TASKS.
- a) Which two wholesale market brokers does the wholesale capital markets report name?
- b) Write the next paragraph of the wholesale capital markets report, picking up after its last sentence.

Wholesale Capital Markets

UK Government Report

Description of the sector

“Wholesale capital markets” covers a wide range of capital market linked activity. The subsector includes, in particular, many of the services traditionally associated with investment banks, such as Goldman Sachs and JP Morgan. It also includes banking activity carried out by more diversified market actors such as Barclays and HSBC.

Beyond banking, other firms in the sector include stock and futures exchanges such as the London Stock Exchange Group and ICE and wholesale market brokers such as TP ICAP and BGC Partners, as well as thousands of assorted smaller or specialist firms which operate in the wholesale markets “ecosystem”.

The current EU regulatory regime

There is a wide range of EU legislation that affects firms in this sub-sector. Much of this has either been revised or put in place following the 2008 financial crisis. Typically, a large firm like an investment bank may need to comply with several of these laws to offer its services.More specialist firms may rely on a narrower range of legislation.

Legislation governing wholesale markets activity is established by the EU in part to implement international standards, e.g. from FSB, G20 and IOSCO. However, EU rules will often go beyond these global standards both in terms of scope and granularity. Others are designed specifically for the EU market, although standards originating at international level have become increasingly prevalent, especially since the financial crisis. This is particularly true for prudential banking standards.

In aggregate, the areas of regulation that relate to this sector include rules in relation to e.g. bank capital, remuneration of staff, transparency of trading financial instruments and market abuse. The core list of EU legislation relevant to this sub sector is:
– Prospectus Regulation (PR)
– Markets in Financial Instruments Directive (MiFID II)
– Markets in Financial Instruments Regulation (MIFIR)
– European Market Infrastructure Regulation (EMIR)
– Capital Requirements Directive (CRDIV)
– Capital Requirements Regulation (CRR)
– Market Abuse Regulation (MAR)
– Benchmarks Regulation (BMR)
– Central Securities Depositories Regulation (CSDR)
– Financial Collateral Directive (FCD)
– Credit Ratings Agency Regulation (CRA)
– Securities Financing Transactions Regulation (SFTR)
– Transparency Directive (TD)
– Short Selling Regulation (SSR)
– Settlement Finality Directive (SFD)
– Bank Recovery and Resolution Directive (BRRD)
– Central counterparty recovery and resolution (still under negotiation)

These regulations rarely correspond neatly to different categories of firm within the wholesale markets subsector. In some cases, a firm may need to comply with numerous pieces of legislation, even where the scope of their activities is reasonably narrow. For example, an investment bank may be authorised under the Capital Requirements Directive (CRD) which determines how much capital banks must hold, and need to comply with at least MiFID and the Market Abuse Regulation to offer just its core market making services.

MATERIAL.

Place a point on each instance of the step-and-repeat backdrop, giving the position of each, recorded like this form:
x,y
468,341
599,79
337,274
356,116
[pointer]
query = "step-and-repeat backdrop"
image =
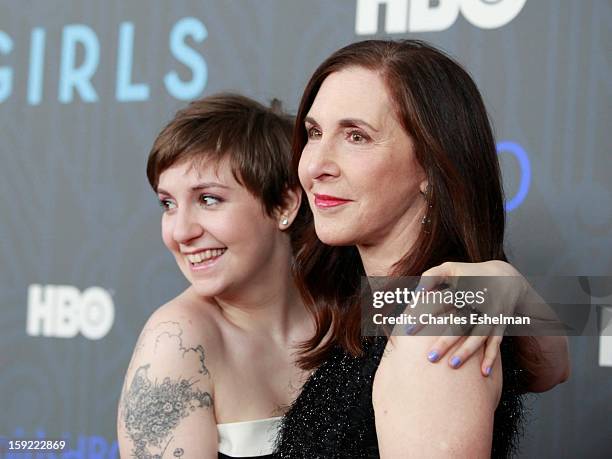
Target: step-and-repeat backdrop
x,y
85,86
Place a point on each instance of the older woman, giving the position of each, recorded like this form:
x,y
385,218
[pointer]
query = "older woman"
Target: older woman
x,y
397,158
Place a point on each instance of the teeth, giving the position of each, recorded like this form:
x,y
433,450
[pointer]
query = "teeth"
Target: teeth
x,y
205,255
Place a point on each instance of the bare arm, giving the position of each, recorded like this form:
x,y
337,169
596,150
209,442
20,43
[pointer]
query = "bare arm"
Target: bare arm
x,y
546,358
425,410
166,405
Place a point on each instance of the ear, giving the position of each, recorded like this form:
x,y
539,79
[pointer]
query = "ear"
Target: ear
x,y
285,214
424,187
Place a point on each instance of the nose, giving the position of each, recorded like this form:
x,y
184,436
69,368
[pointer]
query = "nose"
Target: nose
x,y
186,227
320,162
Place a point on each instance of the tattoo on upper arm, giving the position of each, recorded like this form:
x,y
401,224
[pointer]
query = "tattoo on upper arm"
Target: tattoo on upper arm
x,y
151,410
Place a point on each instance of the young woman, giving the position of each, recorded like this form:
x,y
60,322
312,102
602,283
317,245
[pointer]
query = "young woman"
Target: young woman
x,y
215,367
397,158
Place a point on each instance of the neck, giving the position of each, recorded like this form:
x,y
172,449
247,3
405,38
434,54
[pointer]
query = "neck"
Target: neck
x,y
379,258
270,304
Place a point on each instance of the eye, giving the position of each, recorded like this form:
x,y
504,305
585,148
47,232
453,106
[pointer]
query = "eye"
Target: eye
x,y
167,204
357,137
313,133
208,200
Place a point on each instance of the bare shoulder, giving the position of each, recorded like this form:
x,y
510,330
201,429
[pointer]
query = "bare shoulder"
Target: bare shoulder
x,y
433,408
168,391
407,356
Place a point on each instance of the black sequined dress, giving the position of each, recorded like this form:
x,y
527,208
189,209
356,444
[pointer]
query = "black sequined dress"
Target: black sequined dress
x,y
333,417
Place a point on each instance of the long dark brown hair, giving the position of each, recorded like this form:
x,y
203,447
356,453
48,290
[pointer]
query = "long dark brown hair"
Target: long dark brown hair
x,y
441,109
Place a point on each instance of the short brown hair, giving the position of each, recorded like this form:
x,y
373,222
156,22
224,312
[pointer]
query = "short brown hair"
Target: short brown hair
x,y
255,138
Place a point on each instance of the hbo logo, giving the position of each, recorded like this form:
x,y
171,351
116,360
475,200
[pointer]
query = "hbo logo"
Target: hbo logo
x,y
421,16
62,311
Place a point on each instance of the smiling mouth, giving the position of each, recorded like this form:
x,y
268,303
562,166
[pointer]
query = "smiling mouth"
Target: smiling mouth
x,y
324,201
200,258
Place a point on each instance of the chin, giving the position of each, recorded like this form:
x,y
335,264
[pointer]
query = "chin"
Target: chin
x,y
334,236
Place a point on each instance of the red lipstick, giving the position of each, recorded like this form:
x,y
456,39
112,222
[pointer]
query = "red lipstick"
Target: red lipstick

...

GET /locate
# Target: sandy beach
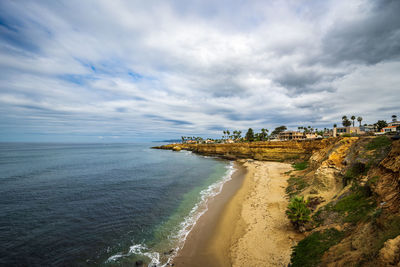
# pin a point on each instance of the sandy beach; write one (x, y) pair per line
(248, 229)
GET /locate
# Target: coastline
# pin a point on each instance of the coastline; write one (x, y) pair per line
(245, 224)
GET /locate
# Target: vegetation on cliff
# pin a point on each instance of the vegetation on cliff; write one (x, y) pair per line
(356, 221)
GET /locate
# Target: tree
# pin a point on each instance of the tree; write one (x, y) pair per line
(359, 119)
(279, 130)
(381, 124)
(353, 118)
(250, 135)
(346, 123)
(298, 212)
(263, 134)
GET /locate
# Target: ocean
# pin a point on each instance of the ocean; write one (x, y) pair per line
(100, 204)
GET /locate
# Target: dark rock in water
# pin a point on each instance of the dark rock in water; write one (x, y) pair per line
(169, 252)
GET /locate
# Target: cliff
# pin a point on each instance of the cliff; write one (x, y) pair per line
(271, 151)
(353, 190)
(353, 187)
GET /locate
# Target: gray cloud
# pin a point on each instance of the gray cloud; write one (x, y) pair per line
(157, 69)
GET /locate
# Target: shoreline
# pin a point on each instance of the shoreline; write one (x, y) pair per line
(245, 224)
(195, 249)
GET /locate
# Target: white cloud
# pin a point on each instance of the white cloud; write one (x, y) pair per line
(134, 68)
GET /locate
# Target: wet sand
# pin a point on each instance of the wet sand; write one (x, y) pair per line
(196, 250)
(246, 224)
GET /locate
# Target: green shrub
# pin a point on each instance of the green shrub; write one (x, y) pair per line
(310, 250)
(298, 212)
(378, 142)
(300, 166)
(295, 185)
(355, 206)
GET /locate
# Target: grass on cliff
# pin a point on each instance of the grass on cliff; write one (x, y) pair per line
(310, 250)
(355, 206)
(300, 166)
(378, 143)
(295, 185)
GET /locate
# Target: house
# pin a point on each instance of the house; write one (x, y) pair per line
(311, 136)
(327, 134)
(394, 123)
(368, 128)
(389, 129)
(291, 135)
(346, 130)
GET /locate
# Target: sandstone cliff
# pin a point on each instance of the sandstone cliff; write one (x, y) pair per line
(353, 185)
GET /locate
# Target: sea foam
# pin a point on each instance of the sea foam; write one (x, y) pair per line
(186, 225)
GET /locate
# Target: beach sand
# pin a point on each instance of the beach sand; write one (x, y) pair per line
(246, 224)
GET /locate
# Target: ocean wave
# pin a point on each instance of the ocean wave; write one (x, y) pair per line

...

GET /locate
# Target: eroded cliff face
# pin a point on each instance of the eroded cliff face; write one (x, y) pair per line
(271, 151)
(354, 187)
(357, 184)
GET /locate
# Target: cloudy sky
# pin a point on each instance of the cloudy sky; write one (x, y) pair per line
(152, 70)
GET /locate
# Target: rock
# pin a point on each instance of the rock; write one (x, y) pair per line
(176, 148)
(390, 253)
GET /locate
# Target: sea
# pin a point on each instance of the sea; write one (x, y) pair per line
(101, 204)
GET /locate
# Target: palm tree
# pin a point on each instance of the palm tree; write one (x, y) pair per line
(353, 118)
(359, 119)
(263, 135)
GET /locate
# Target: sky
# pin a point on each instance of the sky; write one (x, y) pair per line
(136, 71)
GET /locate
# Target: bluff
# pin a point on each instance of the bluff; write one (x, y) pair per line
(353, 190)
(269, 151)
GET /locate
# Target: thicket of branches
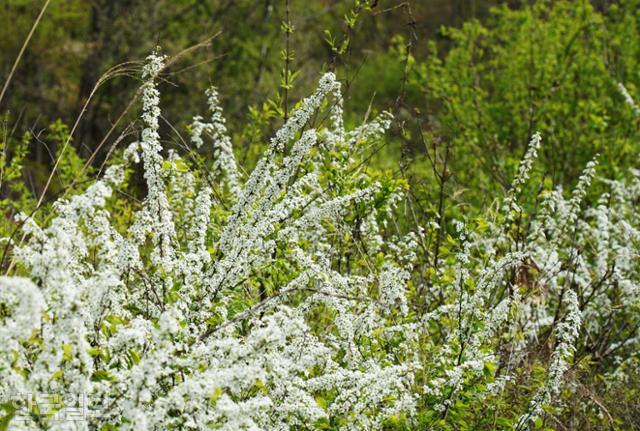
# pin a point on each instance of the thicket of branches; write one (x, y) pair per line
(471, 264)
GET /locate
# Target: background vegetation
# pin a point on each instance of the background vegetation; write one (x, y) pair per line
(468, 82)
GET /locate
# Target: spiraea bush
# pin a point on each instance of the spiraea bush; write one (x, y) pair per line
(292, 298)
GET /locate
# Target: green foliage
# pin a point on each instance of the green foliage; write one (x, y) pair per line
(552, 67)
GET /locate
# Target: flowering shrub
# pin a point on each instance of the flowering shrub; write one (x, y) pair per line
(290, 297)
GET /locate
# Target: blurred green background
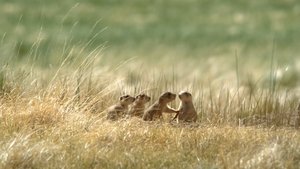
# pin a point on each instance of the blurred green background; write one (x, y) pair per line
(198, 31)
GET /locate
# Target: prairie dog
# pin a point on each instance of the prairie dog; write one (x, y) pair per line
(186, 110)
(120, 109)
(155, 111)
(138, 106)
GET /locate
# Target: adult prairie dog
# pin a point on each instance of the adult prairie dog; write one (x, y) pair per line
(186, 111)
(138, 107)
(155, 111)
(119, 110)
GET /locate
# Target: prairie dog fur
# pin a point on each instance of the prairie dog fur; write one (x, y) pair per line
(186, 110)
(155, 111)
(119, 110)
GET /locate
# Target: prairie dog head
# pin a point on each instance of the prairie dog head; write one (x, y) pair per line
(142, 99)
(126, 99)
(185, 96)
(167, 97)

OUTPUTS IN ORDER.
- a) TP ICAP and BGC Partners.

- b)
One of the most important pieces of legislation for the sector is MiFID (which is in the process of being replaced by MiFID II and MiFIR). Compliance with MiFID enables firms to conduct many core capital market activities across the EU, for example: reception and transmission of orders, execution of orders on behalf of clients, dealing on own account,advice to professional investors. MiFID is also the key directive for operating exchanges and trading venues.

Broadly-speaking, if a firm is authorised in one member state to provide investment services under relevant EU legislation, then it is permitted to serve clients across the EU under that authorisation. This arrangement is known in the industry as “passporting”. In some areas, similar rights of market access are achieved through third country equivalence or national market access regimes within the EU.

EU Financial Services legislation is generally applicable to Gibraltar but not Crown Dependencies or other Overseas Territories. Crown Dependencies and Overseas Territories with substantial Financial Services sectors may choose to adopt EU legislation.

Third country equivalence

Within the legislation described above, there are a range of rules affecting how firms from non-EEA countries may interact with the EU, known as third country regimes. These tend to involve so-called “equivalence assessments” (and also exist across parts of insurance, asset management and other financial activity).

Equivalence involves a set of piecemeal regimes that sometimes support market access to the EU (notably for MiFID and EMIR services), or sometimes operate to support market efficiency and avoid duplicate regulatory burdens, e.g. for CRR. The MiFID II third country regime comes into force at the start of 2018. Once this is in place many, but not all, capital market activities will be subject to third country access gateways under EU law. However, equivalence does not always provide a mechanism by which market access is secured, and the European Commission has itself observed that it is specifically not a system aimed at delivering international trade in financial services. There are, for example, no powers for the EU to extend CRR market access to non-EEA lending banks.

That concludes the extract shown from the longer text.